### Selected text:
■ ■ ■ ■
Race number 40 will be last for old man of sea

Friday 7th July 2006, 12:00AM BST.

WHEN the 40th Sark to Jersey race takes place tomorrow, there is one Guernseyman who will stand out above the rest. Brian Staples is a legend on the local rowing scene and has competed in each of the 39 since the first one in 1967.

But the 62-year-old carpenter and founding member of the Guernsey Rowing Club is hanging up his oars.

‘This is my last Sark to Jersey,’ he said.

‘I’m going to call it a day. I want to remember all the good and bad times. The older you get, the more nervous you get.’

The race that started out as a bet between two Sark fishermen is now regarded as the inter-insular rowing contest. It is the blue riband of the Channel Islands calendar.

The first race was on Saturday 22 July 1967. John Ridgeway and Chay Blyth, who were the first to row the Atlantic the year before, officially started the proceedings by parachuting into St Aubin’s Bay.

Blyth has been invited to start the 40th race.

Over the 39, Staples has notched 28 wins in a variety of classes. But he will hope that he does not repeat the experience in the first one when he and partner Derek Sparks failed to finish.

Excessive blistering and bleeding of Sparks’ hands forced the pair to pull out by Bonne Nuit buoy.

This was the only time that Staples has not completed the race.

‘We were both a bit tearful,’ said Staples. ‘It was a bit upsetting. At the time we both agreed to get a tow from a Jersey fisherman.’

Looking back, Staples is not too sure whether that was the right decision.

‘If we just sat in the boat, the tide would have taken us in but we didn’t realise it at the time,’ he said.

Staples first won the Sark to Jersey in 1972 as a single in Snip Guille’s old boat. That was the start of seven consecutive victories in the class.

It was with Guille that Staples formed the GRC a year later.

In the same year, after taking inspiration from canoes that he saw on holiday at Butlin’s, he designed and built his own singles boat in 10 days.
■ ■ ■ ■
Image-backed grounding data:
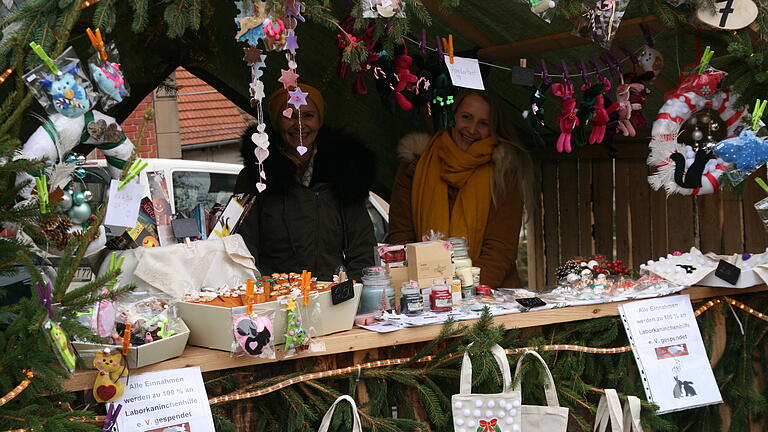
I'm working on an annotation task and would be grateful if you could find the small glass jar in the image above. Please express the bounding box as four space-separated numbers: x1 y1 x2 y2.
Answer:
400 281 424 316
475 285 491 297
469 267 480 286
448 237 472 276
358 267 395 314
429 285 453 312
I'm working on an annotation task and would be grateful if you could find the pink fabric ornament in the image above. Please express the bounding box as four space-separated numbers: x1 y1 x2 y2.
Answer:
394 47 419 111
552 83 580 153
232 316 274 357
589 78 611 144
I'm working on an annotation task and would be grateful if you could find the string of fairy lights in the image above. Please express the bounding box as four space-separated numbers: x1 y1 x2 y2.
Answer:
0 297 768 432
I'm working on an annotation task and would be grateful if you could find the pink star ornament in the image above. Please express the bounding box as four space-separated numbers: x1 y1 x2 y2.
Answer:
288 87 309 109
277 69 299 89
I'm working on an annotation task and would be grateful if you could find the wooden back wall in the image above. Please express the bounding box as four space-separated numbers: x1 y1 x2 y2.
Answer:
526 140 768 289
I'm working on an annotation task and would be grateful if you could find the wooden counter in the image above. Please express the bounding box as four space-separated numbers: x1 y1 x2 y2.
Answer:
64 285 768 391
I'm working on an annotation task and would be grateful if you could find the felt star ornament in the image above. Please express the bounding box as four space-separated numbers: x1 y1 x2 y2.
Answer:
250 80 266 102
285 34 299 54
288 87 309 109
277 69 299 89
243 46 263 65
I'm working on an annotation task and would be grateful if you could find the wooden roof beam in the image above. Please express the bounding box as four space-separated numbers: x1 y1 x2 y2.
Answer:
422 0 493 48
477 15 662 62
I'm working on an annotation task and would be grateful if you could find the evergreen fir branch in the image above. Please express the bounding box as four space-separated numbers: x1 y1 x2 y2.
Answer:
61 277 136 307
130 0 149 33
91 0 117 33
53 207 106 296
59 270 120 306
163 0 202 39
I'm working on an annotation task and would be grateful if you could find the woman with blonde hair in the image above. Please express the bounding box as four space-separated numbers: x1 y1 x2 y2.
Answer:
389 90 533 287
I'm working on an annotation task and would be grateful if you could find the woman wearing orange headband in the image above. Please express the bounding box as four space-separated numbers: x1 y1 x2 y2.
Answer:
235 84 376 280
389 90 535 288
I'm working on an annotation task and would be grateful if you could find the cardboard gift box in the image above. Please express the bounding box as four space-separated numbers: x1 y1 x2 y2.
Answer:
176 283 363 351
406 241 453 288
72 319 190 369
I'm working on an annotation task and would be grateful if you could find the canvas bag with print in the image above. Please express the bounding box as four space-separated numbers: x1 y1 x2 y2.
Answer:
514 350 568 432
451 345 525 432
317 395 363 432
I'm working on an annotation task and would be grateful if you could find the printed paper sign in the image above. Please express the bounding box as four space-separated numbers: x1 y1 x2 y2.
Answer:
619 295 723 414
117 367 214 432
208 195 245 239
445 56 485 90
104 180 144 236
147 171 178 246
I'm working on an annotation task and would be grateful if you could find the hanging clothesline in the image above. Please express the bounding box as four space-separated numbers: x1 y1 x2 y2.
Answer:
403 31 660 78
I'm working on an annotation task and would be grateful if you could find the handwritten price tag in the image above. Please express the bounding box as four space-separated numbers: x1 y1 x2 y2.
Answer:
117 367 214 432
104 180 144 235
445 56 485 90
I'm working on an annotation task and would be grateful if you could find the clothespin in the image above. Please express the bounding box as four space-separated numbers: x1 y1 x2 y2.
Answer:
123 323 131 355
640 23 653 48
101 403 123 432
443 33 453 64
85 27 107 61
419 28 427 57
109 252 125 291
579 58 589 85
752 99 768 132
29 42 61 75
539 59 552 84
589 57 603 82
560 59 571 85
117 159 149 190
699 45 715 75
37 281 53 319
755 177 768 194
245 278 255 315
619 42 640 67
600 53 616 78
301 270 312 306
35 174 48 214
605 51 624 76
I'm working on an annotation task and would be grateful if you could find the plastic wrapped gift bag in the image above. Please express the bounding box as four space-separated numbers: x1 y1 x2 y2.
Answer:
88 42 131 110
24 47 98 118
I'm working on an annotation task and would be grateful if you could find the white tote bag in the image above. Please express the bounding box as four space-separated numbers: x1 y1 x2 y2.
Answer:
451 345 524 432
594 389 643 432
317 395 363 432
514 351 568 432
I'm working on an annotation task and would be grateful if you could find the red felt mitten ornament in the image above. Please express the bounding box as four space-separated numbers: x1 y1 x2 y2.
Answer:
589 78 611 144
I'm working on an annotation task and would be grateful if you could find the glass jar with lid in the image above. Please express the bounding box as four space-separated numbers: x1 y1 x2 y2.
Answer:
448 237 472 275
358 267 395 314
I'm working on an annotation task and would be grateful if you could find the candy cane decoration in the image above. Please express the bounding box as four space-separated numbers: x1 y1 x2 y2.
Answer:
648 68 746 195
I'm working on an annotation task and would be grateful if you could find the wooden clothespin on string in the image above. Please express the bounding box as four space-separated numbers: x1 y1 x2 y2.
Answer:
85 27 107 61
117 159 149 190
29 42 61 75
301 270 312 306
109 252 125 291
245 278 256 315
443 33 453 64
698 45 715 75
752 99 768 132
123 323 131 355
539 59 552 84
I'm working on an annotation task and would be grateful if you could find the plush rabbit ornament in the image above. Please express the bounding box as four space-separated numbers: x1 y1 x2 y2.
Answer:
608 83 645 136
589 78 611 144
552 83 580 153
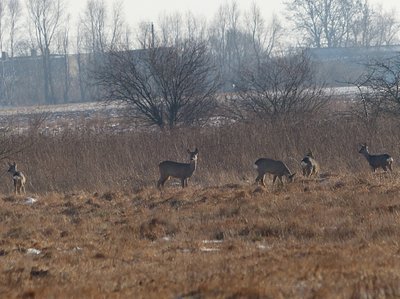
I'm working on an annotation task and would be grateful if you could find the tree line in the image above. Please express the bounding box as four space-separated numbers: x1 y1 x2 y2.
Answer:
0 0 400 127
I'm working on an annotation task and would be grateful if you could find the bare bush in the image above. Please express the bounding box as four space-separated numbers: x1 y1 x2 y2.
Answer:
228 52 327 121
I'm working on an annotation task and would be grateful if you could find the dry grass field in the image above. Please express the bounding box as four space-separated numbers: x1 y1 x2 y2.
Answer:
0 109 400 298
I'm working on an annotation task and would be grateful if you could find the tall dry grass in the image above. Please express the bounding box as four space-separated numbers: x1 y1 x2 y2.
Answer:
0 110 400 193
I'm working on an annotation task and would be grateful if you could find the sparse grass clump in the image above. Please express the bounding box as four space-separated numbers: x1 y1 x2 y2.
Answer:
0 109 400 298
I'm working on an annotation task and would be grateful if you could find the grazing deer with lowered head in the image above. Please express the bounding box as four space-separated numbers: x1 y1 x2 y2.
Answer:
254 158 296 187
157 148 199 188
7 162 26 194
300 151 319 177
358 143 393 172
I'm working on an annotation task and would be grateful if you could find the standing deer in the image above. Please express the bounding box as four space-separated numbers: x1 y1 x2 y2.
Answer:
157 148 199 189
7 162 26 195
358 143 394 172
254 158 296 187
300 151 319 177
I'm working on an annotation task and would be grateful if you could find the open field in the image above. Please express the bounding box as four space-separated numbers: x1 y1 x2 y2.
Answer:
0 173 400 298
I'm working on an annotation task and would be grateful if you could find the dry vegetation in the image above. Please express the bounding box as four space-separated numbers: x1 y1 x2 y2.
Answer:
0 109 400 298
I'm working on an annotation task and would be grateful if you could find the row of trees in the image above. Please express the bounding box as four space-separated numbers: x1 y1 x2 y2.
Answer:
0 0 399 131
286 0 400 48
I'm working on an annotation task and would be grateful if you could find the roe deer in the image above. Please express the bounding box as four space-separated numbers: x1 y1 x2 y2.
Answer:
300 151 319 177
7 162 26 194
254 158 296 187
358 143 393 172
157 148 199 188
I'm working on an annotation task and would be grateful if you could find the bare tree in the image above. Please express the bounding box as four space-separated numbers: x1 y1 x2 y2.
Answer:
27 0 64 103
7 0 22 57
286 0 398 48
353 55 400 121
245 2 282 65
228 52 327 122
94 42 218 128
80 0 107 53
0 0 6 52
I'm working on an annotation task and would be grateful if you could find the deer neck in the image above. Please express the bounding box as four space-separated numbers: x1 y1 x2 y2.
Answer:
361 150 371 160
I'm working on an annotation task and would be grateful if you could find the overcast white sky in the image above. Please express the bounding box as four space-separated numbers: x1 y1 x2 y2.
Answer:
67 0 400 26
■ ■ ■ ■
### Work instructions:
**1.** Answer these questions from the article on Brian Staples and the Sark to Jersey race:
(a) On what date was the first Sark to Jersey race held?
(b) How many wins has Staples notched over the 39 races?
(c) In how many days did Staples design and build his own singles boat?
**2.** Carry the article on Brian Staples and the Sark to Jersey race forward from its last sentence.
You can complete the work without the lines.

### Answers to each task:
**1.**
(a) Saturday 22 July 1967
(b) 28
(c) 10

**2.**
After the successes with it, a mould was taken in 1975 and a staggering 36 more were built.

With Staples still winning throughout the mid-70s, he came in for some criticism due to his wooden boat being lighter than the moulded fibreglass ones.

‘So I bought back a boat I had sold to Mick Solway and I won it in that,’ he said.

In 1979, Staples turned his attention back to pairs. With Peter Le Sauvage he won that year and the following two as well.

In 1981, Staples experienced his favourite race when they won the overall event, ahead of the fours teams.

He then moved to fours boats for the next two years before switching back to singles in 1984 at the age of 40.

For the next 13 years, Staples dominated the veterans’ class until 1997 when he joined the Hash Anchors. His remarkable run of 25 years of unbroken success ended when his team finished 12th that year.

Into the 2000s and he was back in the pairs class, firstly with John Pritchard, then Colin Fallaize and most recently with Ian Atkinson. Again class victories came his way.

Last year saw him return to the Hash Anchors with whom he will do his last Sark to Jersey. So why does he keep doing it?

‘It’s the challenge,’ he said.

‘I praise anyone who does it once but it’s a disease for me. I’ve altered holidays to race in the Sark to Jersey.